_Work required_
In full and without alteration, print the records below, minus any images.

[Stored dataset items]

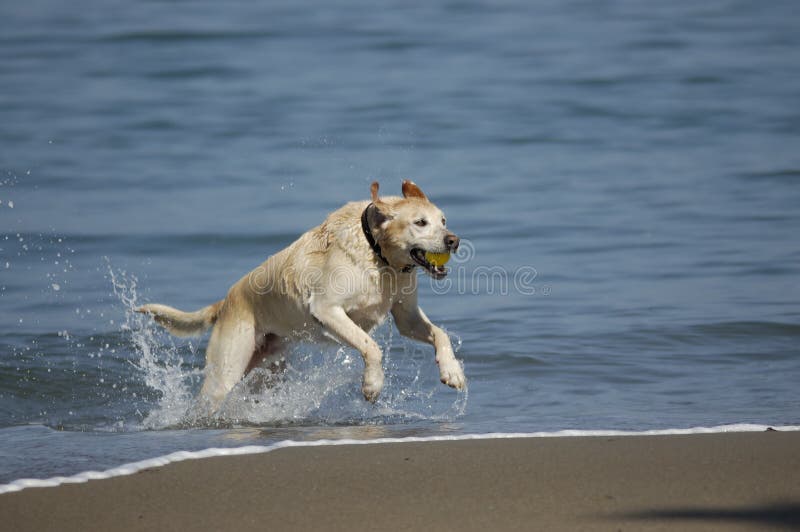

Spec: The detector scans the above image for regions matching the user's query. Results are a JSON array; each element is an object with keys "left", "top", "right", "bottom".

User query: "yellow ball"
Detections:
[{"left": 425, "top": 251, "right": 450, "bottom": 266}]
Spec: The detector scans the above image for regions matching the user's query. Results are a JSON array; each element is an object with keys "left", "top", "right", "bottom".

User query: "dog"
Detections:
[{"left": 137, "top": 180, "right": 466, "bottom": 413}]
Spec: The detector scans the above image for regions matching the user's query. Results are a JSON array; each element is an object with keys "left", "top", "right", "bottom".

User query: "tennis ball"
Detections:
[{"left": 425, "top": 251, "right": 450, "bottom": 266}]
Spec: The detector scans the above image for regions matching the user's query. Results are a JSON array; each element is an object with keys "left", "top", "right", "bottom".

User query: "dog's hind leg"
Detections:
[
  {"left": 242, "top": 333, "right": 287, "bottom": 392},
  {"left": 245, "top": 333, "right": 286, "bottom": 375},
  {"left": 197, "top": 311, "right": 257, "bottom": 413}
]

_Answer space_
Spec: The detector scans the above image for regions matching the user's query. Results are a JSON array; each element is an object with keys "left", "top", "right", "bottom".

User query: "yellow ball"
Detections:
[{"left": 425, "top": 251, "right": 450, "bottom": 266}]
Spec: The detector scans the above image for regions matching the user's query. Results are a JSON array; each element is an object with keys "left", "top", "right", "bottom".

User query: "dog"
Detections:
[{"left": 137, "top": 180, "right": 466, "bottom": 413}]
Spec: The detector scans the above image for regions matching the user's query. Results are a JSON array; each element is an object with keys "left", "top", "right", "bottom".

User query: "tennis ball"
Detections:
[{"left": 425, "top": 251, "right": 450, "bottom": 266}]
Spec: The detector scans the above image for regions matching the user's query. Results are a JSON array; each element is an object with keys "left", "top", "right", "bottom".

User query: "dog's hind leg"
Detections:
[
  {"left": 242, "top": 333, "right": 287, "bottom": 392},
  {"left": 245, "top": 333, "right": 286, "bottom": 375},
  {"left": 197, "top": 311, "right": 257, "bottom": 413}
]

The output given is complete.